文書の抜粋.
****************

肉を焼く
食というのはその国や地域の文化をよく表すものです。多分。
言葉にまでその国の食の特徴が表れていたりします。
broil, bake, grill, saute, toast, roast
最近はカタカナ語で使われてますが、これら全部、日本語で言うと「焼く」になります。toast(トースト)はパンを焼く時に使うので外すにしても、
broiled chicken, baked chicken, grilled chicken, roasted chicken, sauteed chicken...
これ全部日本語で言えば「焼いた鶏」ですよね。
何でいろいろ言い方があるんでしょうか。もちろん全て意味が違います。
ここで思うのが、「焼く」という料理法一つとってもこれだけの種類がある、というのは欧米の食肉文化がいかに彼らの奥の方まで根ざしているかを表してるんじゃないかってことなんです。
繰り返しになってしまいますが、食と言語は密接に関わってるというのを示すいい例ではないでしょうか。と思うんです。

****************

提供資料.
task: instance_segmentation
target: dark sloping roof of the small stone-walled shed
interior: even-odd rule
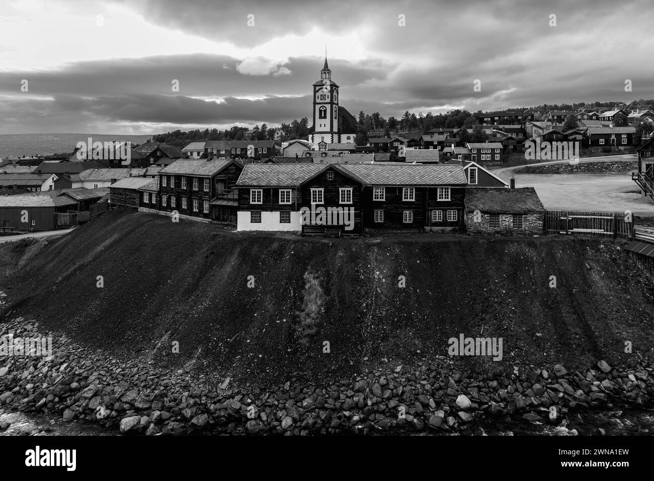
[[[497,188],[467,188],[466,209],[468,212],[496,212],[498,214],[526,214],[529,212],[545,212],[533,187],[521,189]]]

****************

必要な作業. 肉の焼き方を扱った本文のうち、「broil, bake, grill, saute, toast, roast」で始まり「何でいろいろ言い方があるんでしょうか。もちろん全て意味が違います。」まで続く部分を、「カタカナ語」を「外来語」に変えて書き直してください。 本文だけを根拠にして答えてください。

作業の出力.
broil, bake, grill, saute, toast, roast
最近は外来語で使われてますが、これら全部、日本語で言うと「焼く」になります。toast(トースト)はパンを焼く時に使うので外すにしても、
broiled chicken, baked chicken, grilled chicken, roasted chicken, sauteed chicken...
これ全部日本語で言えば「焼いた鶏」ですよね。
何でいろいろ言い方があるんでしょうか。もちろん全て意味が違います。